**Compito A**
Trascrivi fedelmente dal testo sulle rette delle RSA il passo che comincia con le parole contenenti "RSA: un intreccio" e termina con "o del Comune.".
**Compito B**
Secondo il testo sulle rette delle RSA riportato più sotto, quale organo giudiziario ha emesso la sentenza n. 1644 del 9 giugno 2025?
**Compito C**
Elenca tutte le voci che il testo sulle rette delle RSA cita tra parentesi come esempi di assistenza alla persona.

**Testo estratto**

+-------+

Una sentenza che cambia gli equilibri
Con la sentenza n. 1644 del 9 giugno 2025, la Corte d’Appello di Milano è tornata sul delicato tema delle rette di ricovero nelle RSA (Residenze Sanitarie Assistenziali), riaffermando un principio destinato ad avere ampio impatto: quando le prestazioni rese all’interno della struttura sono strettamente necessarie alla tutela della salute della persona, il costo deve essere a carico del Servizio Sanitario Nazionale (SSN), e non del paziente o dei suoi familiari.
La decisione – che si inserisce nel solco tracciato dalla Cassazione nel 2024 – chiarisce ancora una volta il confine tra assistenza “sanitaria” e assistenza “sociale”, questione da anni al centro di contenziosi in tutta Italia.
RSA: un intreccio tra sanità e assistenza
Le RSA accolgono persone non autosufficienti che necessitano di cure mediche continuative e assistenza alla persona; il problema nasce perché le loro prestazioni sono “socio-sanitarie integrate”, cioè comprendono sia aspetti medici sia assistenziali.
In teoria:
- le cure sanitarie dovrebbero essere a carico del SSN,
- mentre l’assistenza alla persona (vitto, alloggio, supporto quotidiano) può essere a carico dell’utente o del Comune.
Nella pratica, però, questa distinzione è spesso impossibile da applicare, perché le due componenti sono inscindibili. Ed è proprio su questo punto che si è concentrata la Corte d’Appello di Milano.

+-------+

**Dati raccolti**

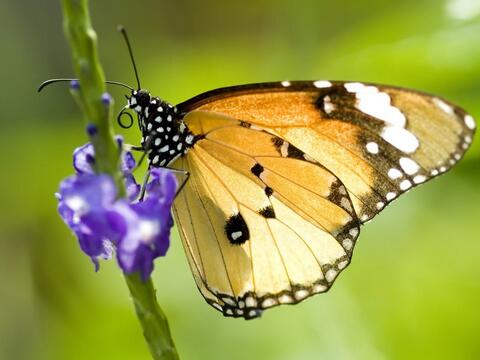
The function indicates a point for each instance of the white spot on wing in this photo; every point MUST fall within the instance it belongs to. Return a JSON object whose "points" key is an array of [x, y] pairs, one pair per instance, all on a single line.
{"points": [[375, 103], [330, 275], [391, 196], [328, 106], [405, 185], [419, 179], [409, 166], [470, 122], [235, 235], [322, 84], [268, 302], [372, 147], [347, 244], [394, 174]]}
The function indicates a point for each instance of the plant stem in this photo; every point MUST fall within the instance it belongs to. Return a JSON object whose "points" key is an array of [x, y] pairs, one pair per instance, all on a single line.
{"points": [[97, 110], [152, 318]]}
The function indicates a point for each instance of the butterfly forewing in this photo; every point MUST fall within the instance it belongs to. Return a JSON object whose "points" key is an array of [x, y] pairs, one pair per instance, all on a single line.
{"points": [[379, 141], [255, 235]]}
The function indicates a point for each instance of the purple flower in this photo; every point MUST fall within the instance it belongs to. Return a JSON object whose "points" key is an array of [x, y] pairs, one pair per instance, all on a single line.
{"points": [[145, 226], [83, 203], [138, 231], [84, 161]]}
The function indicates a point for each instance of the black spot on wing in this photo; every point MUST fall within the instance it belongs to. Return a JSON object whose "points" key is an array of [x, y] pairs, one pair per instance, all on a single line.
{"points": [[295, 153], [277, 142], [267, 212], [236, 229], [268, 191], [257, 169]]}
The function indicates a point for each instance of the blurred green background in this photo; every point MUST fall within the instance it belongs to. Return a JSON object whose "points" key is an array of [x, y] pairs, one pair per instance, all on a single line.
{"points": [[412, 290]]}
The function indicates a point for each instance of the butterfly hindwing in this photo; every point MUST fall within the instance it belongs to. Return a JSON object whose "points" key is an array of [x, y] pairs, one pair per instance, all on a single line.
{"points": [[380, 141], [255, 235]]}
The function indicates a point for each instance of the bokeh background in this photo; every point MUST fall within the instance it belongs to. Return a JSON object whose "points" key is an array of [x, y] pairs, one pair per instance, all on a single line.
{"points": [[413, 288]]}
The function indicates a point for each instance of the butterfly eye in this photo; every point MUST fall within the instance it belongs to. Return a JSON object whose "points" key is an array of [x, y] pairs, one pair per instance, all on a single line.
{"points": [[120, 121]]}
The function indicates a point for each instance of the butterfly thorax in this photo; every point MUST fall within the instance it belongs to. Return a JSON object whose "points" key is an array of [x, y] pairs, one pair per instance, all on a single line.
{"points": [[164, 133]]}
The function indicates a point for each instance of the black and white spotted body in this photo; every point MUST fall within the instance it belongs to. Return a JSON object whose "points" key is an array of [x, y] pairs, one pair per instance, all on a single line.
{"points": [[164, 133]]}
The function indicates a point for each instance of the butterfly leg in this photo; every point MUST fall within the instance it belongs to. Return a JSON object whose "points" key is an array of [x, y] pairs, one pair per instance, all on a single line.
{"points": [[176, 171]]}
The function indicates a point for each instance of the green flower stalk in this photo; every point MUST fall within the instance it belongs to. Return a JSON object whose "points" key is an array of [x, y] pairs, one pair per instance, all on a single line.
{"points": [[96, 104]]}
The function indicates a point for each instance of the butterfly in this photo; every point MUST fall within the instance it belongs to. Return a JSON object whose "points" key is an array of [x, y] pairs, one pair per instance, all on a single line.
{"points": [[283, 174]]}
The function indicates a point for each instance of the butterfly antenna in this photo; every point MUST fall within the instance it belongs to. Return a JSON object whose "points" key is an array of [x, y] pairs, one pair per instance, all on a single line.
{"points": [[52, 81], [125, 36]]}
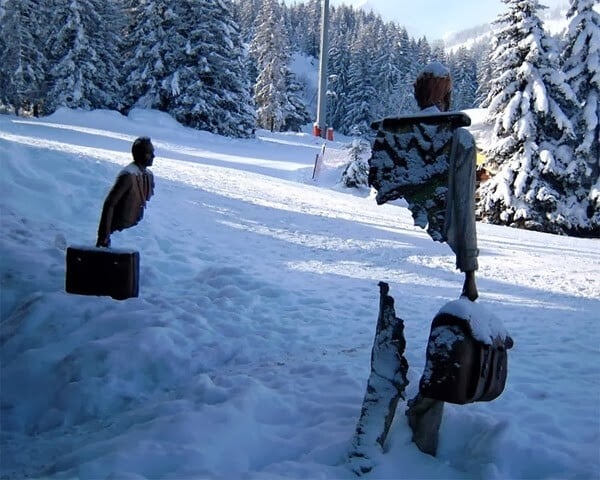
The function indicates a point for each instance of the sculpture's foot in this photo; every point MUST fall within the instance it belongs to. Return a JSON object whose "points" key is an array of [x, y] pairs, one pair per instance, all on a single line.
{"points": [[469, 287]]}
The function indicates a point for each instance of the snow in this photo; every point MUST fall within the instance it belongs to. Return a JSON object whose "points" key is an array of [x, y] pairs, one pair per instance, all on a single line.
{"points": [[247, 353], [483, 324]]}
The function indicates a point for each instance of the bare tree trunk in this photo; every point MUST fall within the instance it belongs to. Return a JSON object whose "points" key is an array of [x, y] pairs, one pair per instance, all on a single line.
{"points": [[385, 386], [425, 417]]}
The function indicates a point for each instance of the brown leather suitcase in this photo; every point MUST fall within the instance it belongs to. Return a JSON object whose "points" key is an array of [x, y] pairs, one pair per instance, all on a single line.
{"points": [[102, 271]]}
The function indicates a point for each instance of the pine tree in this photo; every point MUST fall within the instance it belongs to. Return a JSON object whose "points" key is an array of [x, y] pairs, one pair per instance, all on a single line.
{"points": [[270, 51], [581, 63], [22, 58], [362, 92], [535, 185], [187, 59], [83, 53], [464, 80]]}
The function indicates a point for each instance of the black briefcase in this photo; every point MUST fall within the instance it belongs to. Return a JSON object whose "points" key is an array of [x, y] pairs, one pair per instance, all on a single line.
{"points": [[102, 271], [461, 369]]}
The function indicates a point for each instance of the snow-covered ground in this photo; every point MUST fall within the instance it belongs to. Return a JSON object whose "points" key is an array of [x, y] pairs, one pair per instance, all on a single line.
{"points": [[247, 352]]}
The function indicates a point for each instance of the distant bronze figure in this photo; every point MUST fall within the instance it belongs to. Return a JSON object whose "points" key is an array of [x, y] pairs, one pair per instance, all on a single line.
{"points": [[125, 203], [430, 161]]}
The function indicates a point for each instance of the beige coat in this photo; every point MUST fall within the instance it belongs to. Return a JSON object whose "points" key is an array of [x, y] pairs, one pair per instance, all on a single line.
{"points": [[125, 203]]}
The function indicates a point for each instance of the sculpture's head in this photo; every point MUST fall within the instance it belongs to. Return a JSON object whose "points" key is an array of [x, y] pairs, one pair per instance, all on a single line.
{"points": [[433, 86]]}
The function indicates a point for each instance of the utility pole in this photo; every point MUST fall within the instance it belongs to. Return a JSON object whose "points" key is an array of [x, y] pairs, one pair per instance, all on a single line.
{"points": [[320, 127]]}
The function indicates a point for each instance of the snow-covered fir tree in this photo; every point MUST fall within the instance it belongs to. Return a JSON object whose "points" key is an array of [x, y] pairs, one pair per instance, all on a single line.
{"points": [[356, 172], [361, 94], [537, 178], [269, 48], [83, 42], [186, 58], [464, 79], [581, 64], [23, 63]]}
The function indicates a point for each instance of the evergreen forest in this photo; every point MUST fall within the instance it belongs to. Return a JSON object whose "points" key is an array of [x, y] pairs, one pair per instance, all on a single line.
{"points": [[226, 67]]}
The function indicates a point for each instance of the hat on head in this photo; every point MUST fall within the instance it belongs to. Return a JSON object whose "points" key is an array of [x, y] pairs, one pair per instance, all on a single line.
{"points": [[140, 147]]}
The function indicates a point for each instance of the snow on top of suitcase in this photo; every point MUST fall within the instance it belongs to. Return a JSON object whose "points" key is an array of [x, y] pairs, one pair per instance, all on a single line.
{"points": [[485, 326], [90, 248]]}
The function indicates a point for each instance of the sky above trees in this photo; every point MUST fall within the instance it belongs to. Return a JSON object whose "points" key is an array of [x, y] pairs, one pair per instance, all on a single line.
{"points": [[437, 18]]}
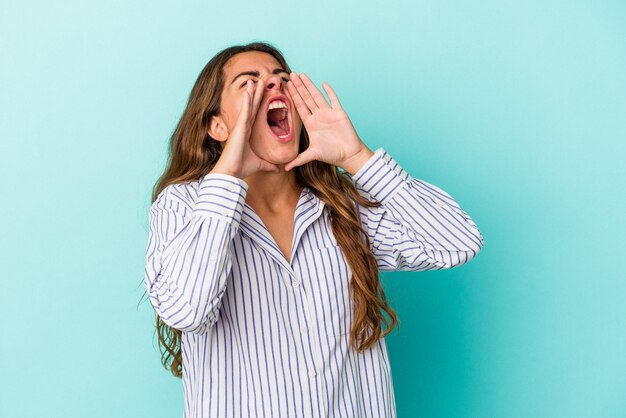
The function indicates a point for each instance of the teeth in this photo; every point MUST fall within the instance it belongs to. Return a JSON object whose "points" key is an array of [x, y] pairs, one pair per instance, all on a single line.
{"points": [[277, 104]]}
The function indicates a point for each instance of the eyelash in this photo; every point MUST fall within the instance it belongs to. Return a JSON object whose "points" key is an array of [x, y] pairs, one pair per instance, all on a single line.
{"points": [[254, 81]]}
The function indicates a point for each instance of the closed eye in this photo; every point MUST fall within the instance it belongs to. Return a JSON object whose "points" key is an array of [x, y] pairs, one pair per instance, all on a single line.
{"points": [[254, 81]]}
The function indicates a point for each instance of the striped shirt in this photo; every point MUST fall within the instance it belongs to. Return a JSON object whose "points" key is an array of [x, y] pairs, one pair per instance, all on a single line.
{"points": [[264, 337]]}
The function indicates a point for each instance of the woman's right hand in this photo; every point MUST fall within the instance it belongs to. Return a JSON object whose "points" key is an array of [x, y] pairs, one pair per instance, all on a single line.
{"points": [[237, 157]]}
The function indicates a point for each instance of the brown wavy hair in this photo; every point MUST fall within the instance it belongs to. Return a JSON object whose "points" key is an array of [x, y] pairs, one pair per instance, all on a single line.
{"points": [[193, 153]]}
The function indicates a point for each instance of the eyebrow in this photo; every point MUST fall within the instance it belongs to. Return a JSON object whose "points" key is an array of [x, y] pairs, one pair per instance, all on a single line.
{"points": [[256, 73]]}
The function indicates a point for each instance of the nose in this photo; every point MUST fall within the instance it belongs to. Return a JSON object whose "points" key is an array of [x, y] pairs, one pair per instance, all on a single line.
{"points": [[275, 82]]}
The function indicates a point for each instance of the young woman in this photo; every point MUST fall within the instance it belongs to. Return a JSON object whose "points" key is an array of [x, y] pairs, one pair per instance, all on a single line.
{"points": [[267, 233]]}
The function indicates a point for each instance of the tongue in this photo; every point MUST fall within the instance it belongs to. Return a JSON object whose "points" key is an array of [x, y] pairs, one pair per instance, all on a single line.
{"points": [[280, 129]]}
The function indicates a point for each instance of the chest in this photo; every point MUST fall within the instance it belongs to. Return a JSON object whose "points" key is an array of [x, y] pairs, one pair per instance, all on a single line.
{"points": [[280, 227]]}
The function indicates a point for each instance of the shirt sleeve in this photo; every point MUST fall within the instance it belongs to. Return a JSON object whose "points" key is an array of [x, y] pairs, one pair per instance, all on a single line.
{"points": [[418, 226], [188, 256]]}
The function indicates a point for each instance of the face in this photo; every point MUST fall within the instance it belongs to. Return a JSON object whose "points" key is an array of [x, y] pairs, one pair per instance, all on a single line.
{"points": [[267, 127]]}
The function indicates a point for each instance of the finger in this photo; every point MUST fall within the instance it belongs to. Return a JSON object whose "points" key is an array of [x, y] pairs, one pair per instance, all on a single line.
{"points": [[334, 101], [301, 107], [245, 105], [316, 94], [301, 159], [304, 92]]}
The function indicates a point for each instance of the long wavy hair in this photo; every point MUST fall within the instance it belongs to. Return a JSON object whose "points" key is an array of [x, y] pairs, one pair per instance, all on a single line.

+-------+

**Risposta A**
RSA: un intreccio tra sanità e assistenza
Le RSA accolgono persone non autosufficienti che necessitano di cure mediche continuative e assistenza alla persona; il problema nasce perché le loro prestazioni sono “socio-sanitarie integrate”, cioè comprendono sia aspetti medici sia assistenziali.
In teoria:
- le cure sanitarie dovrebbero essere a carico del SSN,
- mentre l’assistenza alla persona (vitto, alloggio, supporto quotidiano) può essere a carico dell’utente o del Comune.

**Risposta B**
La Corte d'Appello di Milano.

**Risposta C**
Vitto, alloggio, supporto quotidiano.